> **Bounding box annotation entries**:
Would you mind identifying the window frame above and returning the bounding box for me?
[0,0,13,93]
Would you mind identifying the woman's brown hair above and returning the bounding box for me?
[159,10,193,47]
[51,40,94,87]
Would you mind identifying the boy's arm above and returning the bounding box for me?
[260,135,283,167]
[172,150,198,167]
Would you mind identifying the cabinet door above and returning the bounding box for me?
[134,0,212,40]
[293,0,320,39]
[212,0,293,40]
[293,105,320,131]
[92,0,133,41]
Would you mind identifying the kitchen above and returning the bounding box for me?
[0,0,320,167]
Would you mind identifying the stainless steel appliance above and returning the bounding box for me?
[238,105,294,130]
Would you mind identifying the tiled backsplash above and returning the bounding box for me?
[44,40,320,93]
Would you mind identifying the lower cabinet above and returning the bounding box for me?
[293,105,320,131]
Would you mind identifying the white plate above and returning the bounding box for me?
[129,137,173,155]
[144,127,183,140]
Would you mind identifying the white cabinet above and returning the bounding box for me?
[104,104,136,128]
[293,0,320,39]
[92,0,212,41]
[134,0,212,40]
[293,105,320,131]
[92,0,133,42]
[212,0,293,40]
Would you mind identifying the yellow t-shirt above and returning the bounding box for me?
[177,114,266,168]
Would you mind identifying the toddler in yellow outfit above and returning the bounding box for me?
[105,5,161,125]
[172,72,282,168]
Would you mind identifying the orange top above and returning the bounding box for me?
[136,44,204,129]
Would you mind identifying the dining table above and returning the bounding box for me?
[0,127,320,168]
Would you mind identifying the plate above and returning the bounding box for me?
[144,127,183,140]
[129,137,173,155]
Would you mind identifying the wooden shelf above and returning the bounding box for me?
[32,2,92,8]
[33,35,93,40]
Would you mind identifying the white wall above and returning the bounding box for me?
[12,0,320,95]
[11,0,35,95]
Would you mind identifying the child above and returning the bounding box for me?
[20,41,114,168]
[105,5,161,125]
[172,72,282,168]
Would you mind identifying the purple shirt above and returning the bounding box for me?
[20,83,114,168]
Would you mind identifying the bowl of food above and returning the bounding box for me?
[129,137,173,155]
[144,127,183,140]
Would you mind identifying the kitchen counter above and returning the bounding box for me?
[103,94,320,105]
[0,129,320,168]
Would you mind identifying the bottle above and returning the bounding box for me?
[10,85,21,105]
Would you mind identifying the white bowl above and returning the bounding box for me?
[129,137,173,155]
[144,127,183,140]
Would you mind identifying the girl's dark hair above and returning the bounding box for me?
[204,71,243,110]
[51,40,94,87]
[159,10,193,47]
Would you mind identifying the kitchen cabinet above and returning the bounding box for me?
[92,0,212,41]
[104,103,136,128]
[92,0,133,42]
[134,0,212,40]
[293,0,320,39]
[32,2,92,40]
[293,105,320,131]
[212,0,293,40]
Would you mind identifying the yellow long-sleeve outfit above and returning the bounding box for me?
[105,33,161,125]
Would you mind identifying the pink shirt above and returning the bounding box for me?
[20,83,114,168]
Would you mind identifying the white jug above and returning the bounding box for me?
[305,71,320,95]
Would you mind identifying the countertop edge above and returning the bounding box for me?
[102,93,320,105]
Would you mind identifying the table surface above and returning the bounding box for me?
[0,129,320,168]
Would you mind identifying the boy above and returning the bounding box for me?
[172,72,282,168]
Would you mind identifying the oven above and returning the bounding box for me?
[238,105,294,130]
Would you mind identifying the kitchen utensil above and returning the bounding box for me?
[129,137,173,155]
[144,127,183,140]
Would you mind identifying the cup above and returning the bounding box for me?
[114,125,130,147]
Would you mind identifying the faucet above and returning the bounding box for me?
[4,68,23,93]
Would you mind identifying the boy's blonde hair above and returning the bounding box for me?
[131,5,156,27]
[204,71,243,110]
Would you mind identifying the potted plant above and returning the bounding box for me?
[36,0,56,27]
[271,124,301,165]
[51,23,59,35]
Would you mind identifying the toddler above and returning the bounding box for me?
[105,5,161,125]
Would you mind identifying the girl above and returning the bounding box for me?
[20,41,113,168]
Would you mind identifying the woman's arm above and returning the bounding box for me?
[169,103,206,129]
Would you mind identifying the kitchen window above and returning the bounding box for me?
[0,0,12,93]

> **Stated goal**: Collect every line of the records above that contains the string "bowl" and copy each one unchanged. Matching is case-sensitive.

> **Expected answer**:
Would you mind identifying the bowl of food above and returning the bounding box for me?
Would you mind identifying the white bowl above and returning the bounding box for me?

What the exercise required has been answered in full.